(Point-per-instance localization data)
((
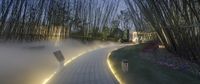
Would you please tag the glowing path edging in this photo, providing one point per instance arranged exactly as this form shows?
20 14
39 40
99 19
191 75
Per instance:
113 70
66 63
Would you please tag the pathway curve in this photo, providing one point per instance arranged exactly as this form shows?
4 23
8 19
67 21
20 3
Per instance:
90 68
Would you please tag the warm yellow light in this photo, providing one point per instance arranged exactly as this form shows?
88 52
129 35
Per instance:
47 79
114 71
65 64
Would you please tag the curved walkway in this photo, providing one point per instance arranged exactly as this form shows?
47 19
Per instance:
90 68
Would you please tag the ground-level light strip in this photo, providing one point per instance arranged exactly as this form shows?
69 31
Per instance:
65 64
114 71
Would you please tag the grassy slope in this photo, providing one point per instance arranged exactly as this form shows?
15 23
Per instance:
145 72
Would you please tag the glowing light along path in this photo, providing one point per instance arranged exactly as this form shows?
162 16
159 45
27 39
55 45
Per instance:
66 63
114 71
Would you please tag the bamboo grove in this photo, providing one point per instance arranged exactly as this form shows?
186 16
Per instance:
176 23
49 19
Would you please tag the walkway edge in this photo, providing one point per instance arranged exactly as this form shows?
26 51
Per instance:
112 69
))
((
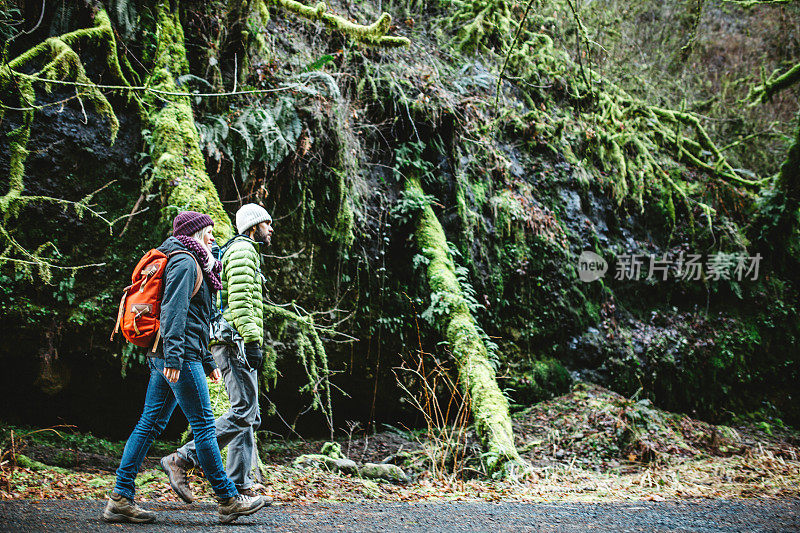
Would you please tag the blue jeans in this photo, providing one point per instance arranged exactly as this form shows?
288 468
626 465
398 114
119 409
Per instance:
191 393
))
▶ What the exercise asks: Copy out each line of the records where the word "light" appears.

▶ Completed task:
Would you please tag the warm yellow light in this photo, providing one point per instance arranged exactly as this form shows?
Would you please tag the ground-level light strip in this photo, providing one point per instance arranged exactly as this form shows?
Would you please tag the glowing light along path in this photo, providing one point per instance arranged exactly as this form shows?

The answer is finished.